Which lines mention "that"? Show each one from the listing.

□ □ □

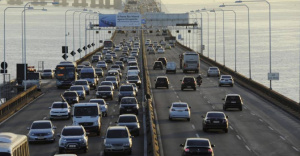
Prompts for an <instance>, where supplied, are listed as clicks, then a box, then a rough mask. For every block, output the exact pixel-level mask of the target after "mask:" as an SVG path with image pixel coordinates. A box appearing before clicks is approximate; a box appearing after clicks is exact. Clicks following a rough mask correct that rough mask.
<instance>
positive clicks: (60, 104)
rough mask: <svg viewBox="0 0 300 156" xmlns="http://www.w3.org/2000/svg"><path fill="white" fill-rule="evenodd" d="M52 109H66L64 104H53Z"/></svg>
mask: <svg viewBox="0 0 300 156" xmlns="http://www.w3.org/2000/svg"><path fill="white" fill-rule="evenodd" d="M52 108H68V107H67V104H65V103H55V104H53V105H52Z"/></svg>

□ □ □

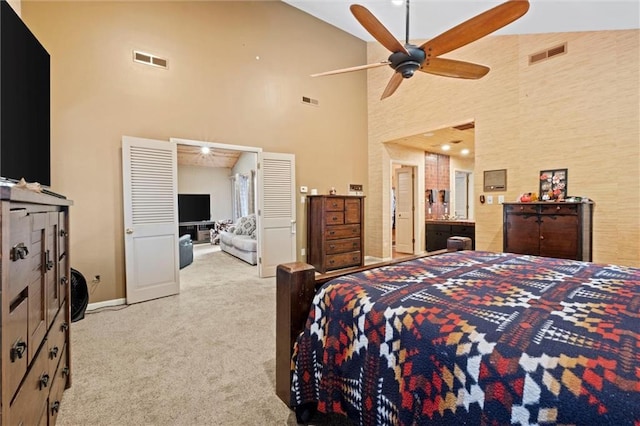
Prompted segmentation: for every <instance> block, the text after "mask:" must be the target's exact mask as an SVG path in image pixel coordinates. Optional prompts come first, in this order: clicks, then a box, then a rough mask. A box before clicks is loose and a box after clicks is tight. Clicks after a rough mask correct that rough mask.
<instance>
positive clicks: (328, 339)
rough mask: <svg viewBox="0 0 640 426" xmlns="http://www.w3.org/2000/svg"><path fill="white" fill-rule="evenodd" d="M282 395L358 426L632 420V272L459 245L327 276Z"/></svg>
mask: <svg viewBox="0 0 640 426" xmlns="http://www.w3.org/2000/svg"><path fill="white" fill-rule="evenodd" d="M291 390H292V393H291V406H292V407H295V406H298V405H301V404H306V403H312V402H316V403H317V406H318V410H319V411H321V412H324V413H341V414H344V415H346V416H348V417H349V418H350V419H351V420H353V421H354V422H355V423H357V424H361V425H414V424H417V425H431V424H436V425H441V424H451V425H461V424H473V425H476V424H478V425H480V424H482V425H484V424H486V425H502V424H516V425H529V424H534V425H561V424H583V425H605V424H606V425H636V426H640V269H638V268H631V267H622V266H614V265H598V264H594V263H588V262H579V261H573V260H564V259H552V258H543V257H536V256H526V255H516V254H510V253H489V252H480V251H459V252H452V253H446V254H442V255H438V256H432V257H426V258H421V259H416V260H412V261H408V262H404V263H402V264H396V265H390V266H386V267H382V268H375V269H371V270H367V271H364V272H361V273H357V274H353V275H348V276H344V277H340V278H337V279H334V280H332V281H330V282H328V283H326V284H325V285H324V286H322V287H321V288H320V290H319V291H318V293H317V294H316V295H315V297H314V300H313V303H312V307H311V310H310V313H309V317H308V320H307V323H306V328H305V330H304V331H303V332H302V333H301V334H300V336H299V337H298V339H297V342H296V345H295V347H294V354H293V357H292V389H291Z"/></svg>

□ □ □

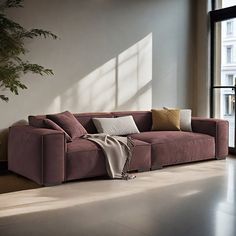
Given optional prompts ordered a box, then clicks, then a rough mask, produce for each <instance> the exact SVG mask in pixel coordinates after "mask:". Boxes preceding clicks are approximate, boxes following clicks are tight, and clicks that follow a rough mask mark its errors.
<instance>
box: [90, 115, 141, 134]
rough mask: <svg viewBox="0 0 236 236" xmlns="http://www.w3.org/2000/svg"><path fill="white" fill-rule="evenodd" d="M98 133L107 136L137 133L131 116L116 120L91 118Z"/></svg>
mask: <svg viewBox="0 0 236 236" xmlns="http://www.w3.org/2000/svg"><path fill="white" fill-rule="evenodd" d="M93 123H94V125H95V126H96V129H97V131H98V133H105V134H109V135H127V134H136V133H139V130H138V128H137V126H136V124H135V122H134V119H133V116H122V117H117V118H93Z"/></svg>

□ □ □

WRITTEN RESPONSE:
Prompts for an <instance>, where supplied, are listed as clicks, then a box, then a rough mask. For every block, output the exact pixel-level mask of the target after "mask:" as an SVG path with image pixel coordinates. A box appearing before clicks is approximate; a box appearing after clicks is exact. Clicks following a rough mask correct that rough mask.
Prompted segmentation: for every <instance> block, the text after "mask:" must be the target's exact mask as an SVG path in image pixel coordinates. Optional prompts come first, in this order: clicks, then a box, then a rough mask. A box before clicks is loose and a box after clicks is tight. Clicks after a rough mask correct that rough mask.
Given optional prompts ordered a box, then clicks, then a rough mask, produce for each <instance> the exact SVG mask in pixel coordinates after "mask:". Boxes preceding clicks are approximate, boxes following clicks are tight, and clicks that follow a rough mask mark its errors.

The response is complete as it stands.